Count the lines in the records below that contain the string "outlet", treating uppercase and lowercase as different, and give only that number.
── Provided material ──
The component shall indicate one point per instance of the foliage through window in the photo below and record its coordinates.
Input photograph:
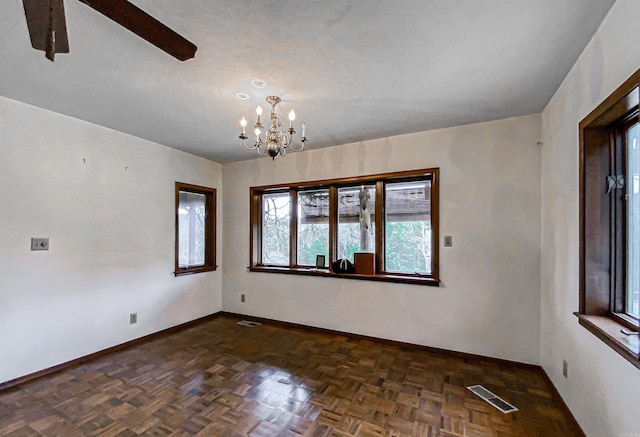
(313, 226)
(195, 229)
(610, 220)
(392, 216)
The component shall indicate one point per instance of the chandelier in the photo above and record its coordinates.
(275, 140)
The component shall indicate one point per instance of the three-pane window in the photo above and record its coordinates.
(305, 226)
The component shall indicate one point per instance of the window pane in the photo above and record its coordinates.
(356, 220)
(633, 221)
(275, 229)
(408, 227)
(313, 226)
(191, 229)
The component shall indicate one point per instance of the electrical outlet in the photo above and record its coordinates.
(39, 244)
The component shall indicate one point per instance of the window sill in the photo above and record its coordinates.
(191, 271)
(310, 271)
(609, 331)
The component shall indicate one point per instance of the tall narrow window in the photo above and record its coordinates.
(610, 220)
(633, 221)
(408, 237)
(356, 220)
(195, 229)
(276, 229)
(313, 226)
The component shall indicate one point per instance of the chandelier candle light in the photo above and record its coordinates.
(275, 141)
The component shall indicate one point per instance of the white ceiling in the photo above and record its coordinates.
(354, 69)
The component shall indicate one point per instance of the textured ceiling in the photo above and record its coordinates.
(354, 69)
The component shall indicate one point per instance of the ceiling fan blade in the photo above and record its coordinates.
(38, 21)
(145, 26)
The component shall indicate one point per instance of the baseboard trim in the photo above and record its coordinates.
(457, 354)
(564, 406)
(101, 353)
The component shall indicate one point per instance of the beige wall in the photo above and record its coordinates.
(602, 388)
(489, 302)
(106, 201)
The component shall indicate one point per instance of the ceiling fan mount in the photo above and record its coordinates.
(48, 30)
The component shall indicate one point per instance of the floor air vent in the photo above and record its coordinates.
(494, 400)
(249, 323)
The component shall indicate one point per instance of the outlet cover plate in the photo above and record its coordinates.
(39, 244)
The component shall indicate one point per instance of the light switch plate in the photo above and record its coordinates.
(39, 244)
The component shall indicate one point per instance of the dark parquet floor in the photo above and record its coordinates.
(222, 379)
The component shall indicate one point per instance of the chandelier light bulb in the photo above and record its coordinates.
(271, 138)
(243, 123)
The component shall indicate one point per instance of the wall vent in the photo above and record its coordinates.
(249, 323)
(494, 400)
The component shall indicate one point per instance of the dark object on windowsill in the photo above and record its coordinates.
(342, 266)
(364, 263)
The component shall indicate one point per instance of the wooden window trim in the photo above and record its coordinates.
(600, 264)
(210, 229)
(255, 240)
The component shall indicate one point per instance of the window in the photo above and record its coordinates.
(313, 226)
(195, 229)
(392, 216)
(610, 220)
(408, 227)
(356, 220)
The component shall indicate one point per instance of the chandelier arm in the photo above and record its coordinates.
(294, 149)
(261, 146)
(244, 143)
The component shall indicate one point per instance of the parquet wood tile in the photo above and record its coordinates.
(222, 379)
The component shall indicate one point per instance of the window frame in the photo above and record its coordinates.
(211, 223)
(379, 181)
(602, 215)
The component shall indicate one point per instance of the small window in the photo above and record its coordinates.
(195, 229)
(610, 220)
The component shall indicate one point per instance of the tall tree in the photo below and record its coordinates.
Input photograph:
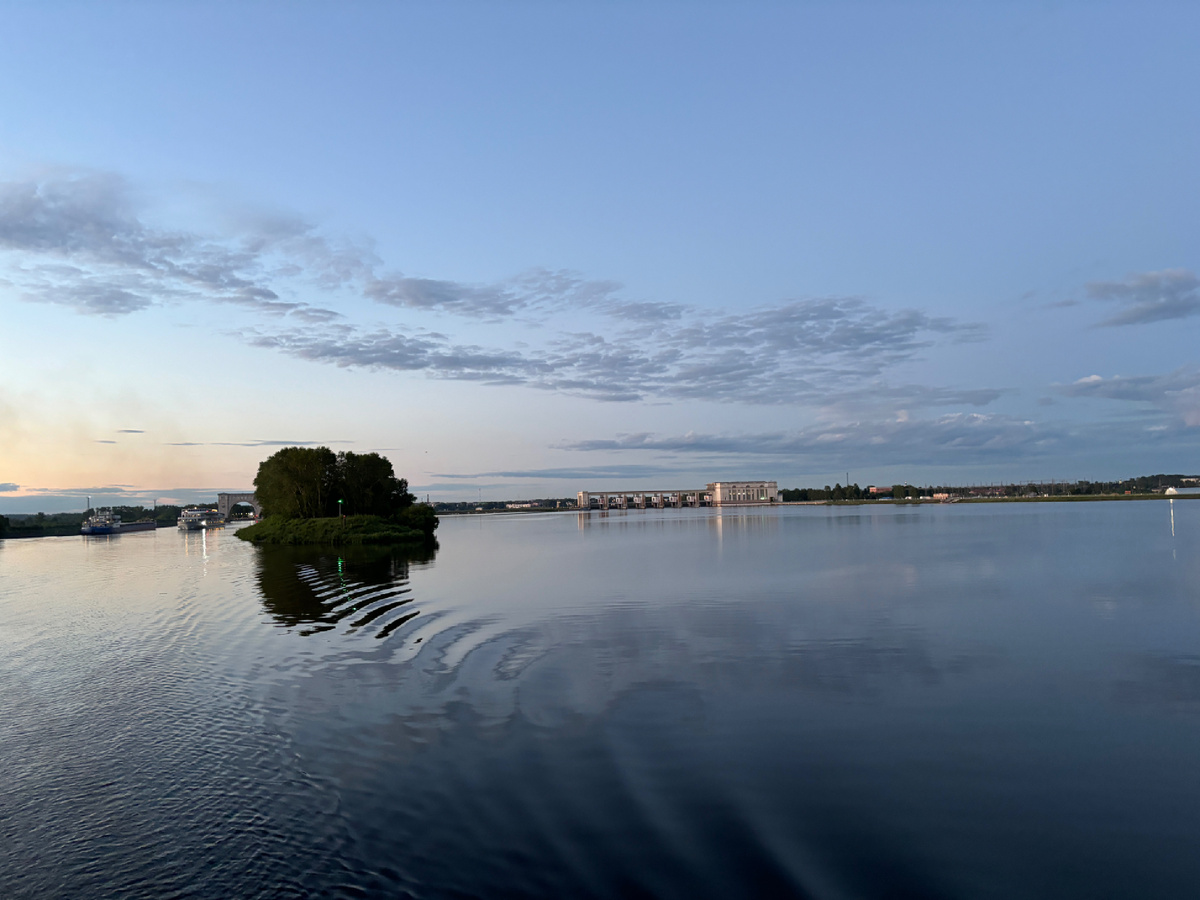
(307, 483)
(298, 483)
(370, 486)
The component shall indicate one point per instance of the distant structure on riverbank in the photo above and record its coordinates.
(715, 493)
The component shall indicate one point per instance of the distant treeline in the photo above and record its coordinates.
(1143, 484)
(472, 505)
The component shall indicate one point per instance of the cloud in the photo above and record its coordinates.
(955, 438)
(256, 443)
(82, 240)
(1150, 297)
(1176, 393)
(85, 240)
(822, 351)
(570, 473)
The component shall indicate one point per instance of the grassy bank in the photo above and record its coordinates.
(413, 528)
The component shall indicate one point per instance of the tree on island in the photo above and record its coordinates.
(303, 490)
(307, 483)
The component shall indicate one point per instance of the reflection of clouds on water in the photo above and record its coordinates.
(1173, 679)
(579, 666)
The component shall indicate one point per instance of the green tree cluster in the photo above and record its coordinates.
(307, 483)
(850, 492)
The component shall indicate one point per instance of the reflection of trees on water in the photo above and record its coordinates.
(322, 587)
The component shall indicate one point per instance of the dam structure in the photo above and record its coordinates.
(715, 493)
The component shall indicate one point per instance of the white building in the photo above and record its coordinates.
(743, 493)
(718, 493)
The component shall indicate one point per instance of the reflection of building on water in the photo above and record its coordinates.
(715, 493)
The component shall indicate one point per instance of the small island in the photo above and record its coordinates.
(313, 496)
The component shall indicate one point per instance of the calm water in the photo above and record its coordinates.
(939, 702)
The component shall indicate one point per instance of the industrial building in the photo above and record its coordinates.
(715, 493)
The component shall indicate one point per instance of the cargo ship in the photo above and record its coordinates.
(105, 521)
(192, 520)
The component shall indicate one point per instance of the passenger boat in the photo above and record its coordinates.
(105, 521)
(192, 520)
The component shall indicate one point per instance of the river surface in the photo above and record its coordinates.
(955, 701)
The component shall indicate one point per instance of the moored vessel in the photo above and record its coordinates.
(192, 520)
(105, 521)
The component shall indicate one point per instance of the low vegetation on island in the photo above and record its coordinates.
(313, 496)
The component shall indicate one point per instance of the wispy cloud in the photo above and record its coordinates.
(802, 352)
(955, 438)
(1176, 393)
(569, 473)
(1150, 297)
(84, 240)
(83, 243)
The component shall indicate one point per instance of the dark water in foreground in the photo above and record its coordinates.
(939, 702)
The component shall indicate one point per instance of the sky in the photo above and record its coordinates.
(529, 249)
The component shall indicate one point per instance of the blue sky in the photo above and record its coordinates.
(529, 249)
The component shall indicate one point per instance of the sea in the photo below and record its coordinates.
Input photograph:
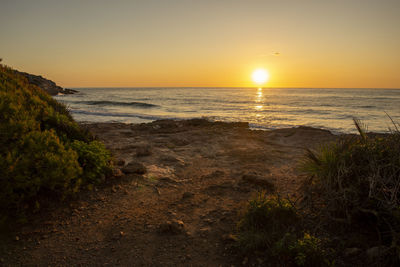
───
> **Final result**:
2